#### PROBLEMS TO WORK ON:
**1)** Answer these questions from the passage on NdFeB alloy powder:
(a) Which metals may be chosen as the high-melting metal M?
(b) In the metal alloy RX, from which metals is X selected?
(c) To what technical field does the disclosure relate?
**2)** Return each line of the listing that contains the word "baseboard", treating uppercase and lowercase letters as different.

#### GIVEN PASSAGE:
The disclosure provides a novel NdFeB alloy powder for forming high-coercivity sintered NdFeB magnets. The NdFeB alloy powder includes NdFeB alloy core particles with a mixed metal coating. The mixed metal coating is formed by simultaneously vapor deposition of
    • a) at least one high-melting metal M selected from the group consisting of Mo, W, Zr, Ti, and Nb; and
    • b) at least one metal R, where R is selected from the group consisting of Pr, Nd, La, and Ce; or a metal alloy RX, where X is one selected from the group consisting of Cu, Al, and Ga and R is at least one selected from the group consisting of Pr, Nd, La, and Ce.

Description

    TECHNICAL FIELD
  • The disclosure relates to the technical field of high-coercivity sintered NdFeB magnets, in particular to a NdFeB alloy powder for forming high-coercivity sintered NdFeB magnets and the use thereof.

#### DATA FOR THE TASK:
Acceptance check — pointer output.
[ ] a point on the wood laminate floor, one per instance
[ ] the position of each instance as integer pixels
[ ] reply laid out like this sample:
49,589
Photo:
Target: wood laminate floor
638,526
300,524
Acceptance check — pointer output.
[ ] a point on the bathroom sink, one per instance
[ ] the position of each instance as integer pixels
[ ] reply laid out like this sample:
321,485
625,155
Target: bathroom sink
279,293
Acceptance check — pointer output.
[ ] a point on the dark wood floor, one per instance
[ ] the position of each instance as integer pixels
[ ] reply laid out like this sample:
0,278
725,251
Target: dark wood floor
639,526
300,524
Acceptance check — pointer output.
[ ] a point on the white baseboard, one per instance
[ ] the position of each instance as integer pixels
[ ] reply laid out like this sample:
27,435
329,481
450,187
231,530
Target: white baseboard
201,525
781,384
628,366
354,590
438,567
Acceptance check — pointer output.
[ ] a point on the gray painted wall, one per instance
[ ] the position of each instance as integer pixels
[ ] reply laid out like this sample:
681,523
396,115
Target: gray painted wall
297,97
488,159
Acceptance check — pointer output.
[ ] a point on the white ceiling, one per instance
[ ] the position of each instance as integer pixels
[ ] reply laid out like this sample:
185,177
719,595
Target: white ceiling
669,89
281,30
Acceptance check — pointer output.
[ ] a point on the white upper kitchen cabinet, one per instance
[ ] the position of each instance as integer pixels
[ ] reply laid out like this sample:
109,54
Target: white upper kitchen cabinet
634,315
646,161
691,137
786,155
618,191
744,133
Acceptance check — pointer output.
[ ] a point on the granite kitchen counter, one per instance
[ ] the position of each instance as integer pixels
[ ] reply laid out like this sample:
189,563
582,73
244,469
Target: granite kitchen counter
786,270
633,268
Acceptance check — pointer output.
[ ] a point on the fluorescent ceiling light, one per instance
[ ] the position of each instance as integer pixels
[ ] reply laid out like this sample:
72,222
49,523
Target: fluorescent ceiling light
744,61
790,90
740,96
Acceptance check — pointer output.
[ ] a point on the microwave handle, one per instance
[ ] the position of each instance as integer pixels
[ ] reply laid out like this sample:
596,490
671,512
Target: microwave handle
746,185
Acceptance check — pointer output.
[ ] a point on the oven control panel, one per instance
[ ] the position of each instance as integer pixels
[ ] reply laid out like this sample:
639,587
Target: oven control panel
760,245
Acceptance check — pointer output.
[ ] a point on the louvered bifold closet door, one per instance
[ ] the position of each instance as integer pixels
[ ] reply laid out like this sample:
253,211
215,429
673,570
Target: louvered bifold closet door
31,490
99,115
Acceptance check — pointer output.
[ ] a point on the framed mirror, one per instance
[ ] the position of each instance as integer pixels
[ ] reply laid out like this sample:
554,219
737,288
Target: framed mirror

#### ANSWERS BELOW:
**1)**
(a) Mo, W, Zr, Ti, and Nb.
(b) Cu, Al, and Ga.
(c) The technical field of high-coercivity sintered NdFeB magnets.

**2)**
[ ] a point on the white baseboard, one per instance
Target: white baseboard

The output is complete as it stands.